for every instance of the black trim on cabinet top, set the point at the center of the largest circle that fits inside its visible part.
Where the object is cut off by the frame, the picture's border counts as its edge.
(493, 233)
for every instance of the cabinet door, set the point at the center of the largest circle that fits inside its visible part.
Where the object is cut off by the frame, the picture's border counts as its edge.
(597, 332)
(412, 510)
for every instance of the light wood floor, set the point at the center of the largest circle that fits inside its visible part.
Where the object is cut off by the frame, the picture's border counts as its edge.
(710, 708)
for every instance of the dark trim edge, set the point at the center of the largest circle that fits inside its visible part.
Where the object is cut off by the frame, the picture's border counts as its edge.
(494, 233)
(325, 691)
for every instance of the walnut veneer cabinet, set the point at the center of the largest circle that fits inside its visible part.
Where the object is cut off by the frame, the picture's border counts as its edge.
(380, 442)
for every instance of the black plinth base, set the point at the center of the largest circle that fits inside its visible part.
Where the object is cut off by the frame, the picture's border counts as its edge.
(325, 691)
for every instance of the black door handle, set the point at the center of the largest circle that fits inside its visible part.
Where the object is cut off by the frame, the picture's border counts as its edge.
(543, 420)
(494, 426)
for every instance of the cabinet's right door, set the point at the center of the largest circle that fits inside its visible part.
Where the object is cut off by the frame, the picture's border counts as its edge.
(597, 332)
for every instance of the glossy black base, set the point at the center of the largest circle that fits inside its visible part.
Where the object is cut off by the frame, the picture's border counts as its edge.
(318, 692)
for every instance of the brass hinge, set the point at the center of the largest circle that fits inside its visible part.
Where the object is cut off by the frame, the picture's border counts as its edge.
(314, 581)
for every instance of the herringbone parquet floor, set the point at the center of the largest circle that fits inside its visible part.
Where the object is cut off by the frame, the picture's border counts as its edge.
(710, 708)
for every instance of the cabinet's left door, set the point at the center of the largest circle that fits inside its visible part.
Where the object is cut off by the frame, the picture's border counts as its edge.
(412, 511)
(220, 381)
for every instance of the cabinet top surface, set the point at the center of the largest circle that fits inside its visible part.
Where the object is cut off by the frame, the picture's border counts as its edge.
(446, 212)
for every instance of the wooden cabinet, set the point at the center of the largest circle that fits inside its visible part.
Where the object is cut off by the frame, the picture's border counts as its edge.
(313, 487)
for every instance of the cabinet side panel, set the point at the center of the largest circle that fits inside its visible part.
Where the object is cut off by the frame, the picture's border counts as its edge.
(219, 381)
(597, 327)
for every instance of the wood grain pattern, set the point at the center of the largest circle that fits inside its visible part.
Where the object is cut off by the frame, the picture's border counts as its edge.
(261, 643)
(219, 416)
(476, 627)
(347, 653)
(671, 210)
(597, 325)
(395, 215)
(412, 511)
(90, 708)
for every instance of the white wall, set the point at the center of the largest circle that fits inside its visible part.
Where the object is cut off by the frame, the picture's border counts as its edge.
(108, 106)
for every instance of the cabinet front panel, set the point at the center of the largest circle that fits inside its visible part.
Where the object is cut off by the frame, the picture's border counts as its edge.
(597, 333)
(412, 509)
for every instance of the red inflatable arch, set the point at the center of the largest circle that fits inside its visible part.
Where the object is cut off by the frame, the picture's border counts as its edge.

_ _ _ _

| Directions |
Revise all of the lines above by replacing "largest circle" with "biggest circle" wherever it appears. Leave everything else unchanged.

| The result |
for every instance of the black trim on cabinet top, set the point at the center of the biggest circle that fits inside its visible part.
Where the object is cut off by the frame, the picture's border counts as its edge.
(493, 233)
for every instance of the cabinet door, set the point at the center of the biggest circle that fits inside its visible part.
Where the object is cut off by the frame, the picture's border counts as its edge.
(597, 332)
(412, 510)
for every instance of the light wood floor, set the point at the center of the biggest circle that fits inside its visible part.
Where the object is cut off by the frame, the picture's border counts as its edge.
(710, 708)
for every instance of the dark trim edge, set the point at the center of the biggest circle that fits inside its visible part.
Where the object is cut off by the frame, the picture's border counts as its edge.
(494, 233)
(325, 691)
for every instance of the walnut veneer cabinet, set the point at the center of the biggest circle that fits inside its visible part.
Where the object is cut off by the frame, the picture's border counts as its edge.
(380, 442)
for every instance of the black plinth base, set the point at the center of the biggest circle that fits inside its visible part.
Where the object is cut off by the frame, the picture's border counts as its edge.
(325, 691)
for every instance of the black door handle, set the point at the center of the biggest circle that fits inside its visible part.
Where the object is cut off by the frame, the picture's border counts as its edge.
(543, 420)
(494, 426)
for every instance of the cabinet's right door, set the point at the center of the biggest circle that fits inside its visible part.
Where the object is cut off by the frame, the picture's border counts as its edge.
(597, 332)
for every instance of the glossy black base, set the point at the center of the biggest circle that fits inside its visible part.
Where the object is cut off by the frame, the picture's border counts as its edge.
(318, 692)
for every instance of the brass hinge, set the point at the center of the biggest circle that fits inside its visible part.
Where the object is cut off by the frame, the picture's border counts as its edge.
(314, 581)
for every instance of the herringbone parquet floor, set the point at the center of the biggest circle that fits inside its visible part.
Where the object is cut off by the frame, the picture's border counts as its edge.
(710, 708)
for every instance of the cabinet's left door, set the point at the center of the biggest circle that fits inside its visible part.
Where the object is cut off by the frame, the picture's border counts as its edge.
(412, 511)
(220, 381)
for every instance of the cabinet top surface, set the point at the center of the biggest circle that fits inside its visible part.
Where the object is cut off by the frame, the picture's border counts as its edge.
(446, 212)
for every instance of the wooden cabinet, set the point at the center of the biggest circle that fits inside its visible part.
Where the object is cut off by the frame, the picture's border counts as its edge.
(313, 487)
for every instance of the cabinet side panel, set the point at the center of the biggest circle that fits inside its visible part.
Where the object is cut off by the frame, the picture's border counts as its edge.
(219, 381)
(597, 327)
for every instance of the wood grain pattern, set the point at the center of the biggest circle that fits inside its visible part.
Where the object is cut off by the frame, the picture's border counts as its edge.
(261, 643)
(219, 416)
(476, 627)
(347, 653)
(671, 210)
(597, 325)
(395, 215)
(412, 511)
(90, 708)
for every instance of the white wall, set the point at the center of the biggest circle that fits inside its visible part.
Where the object is cut off by the frame, the picture's border counts as its edge.
(108, 106)
for every instance of the cabinet front panel, set the point at the center of the biggest circle that fits inside its visible part.
Where the object is cut off by the frame, the picture's border counts as its edge.
(597, 333)
(412, 509)
for every instance of the red inflatable arch, set the point at the center of the biggest circle that fits inside its visible part.
Where the object is cut off by the frame, the picture's border counts as its edge.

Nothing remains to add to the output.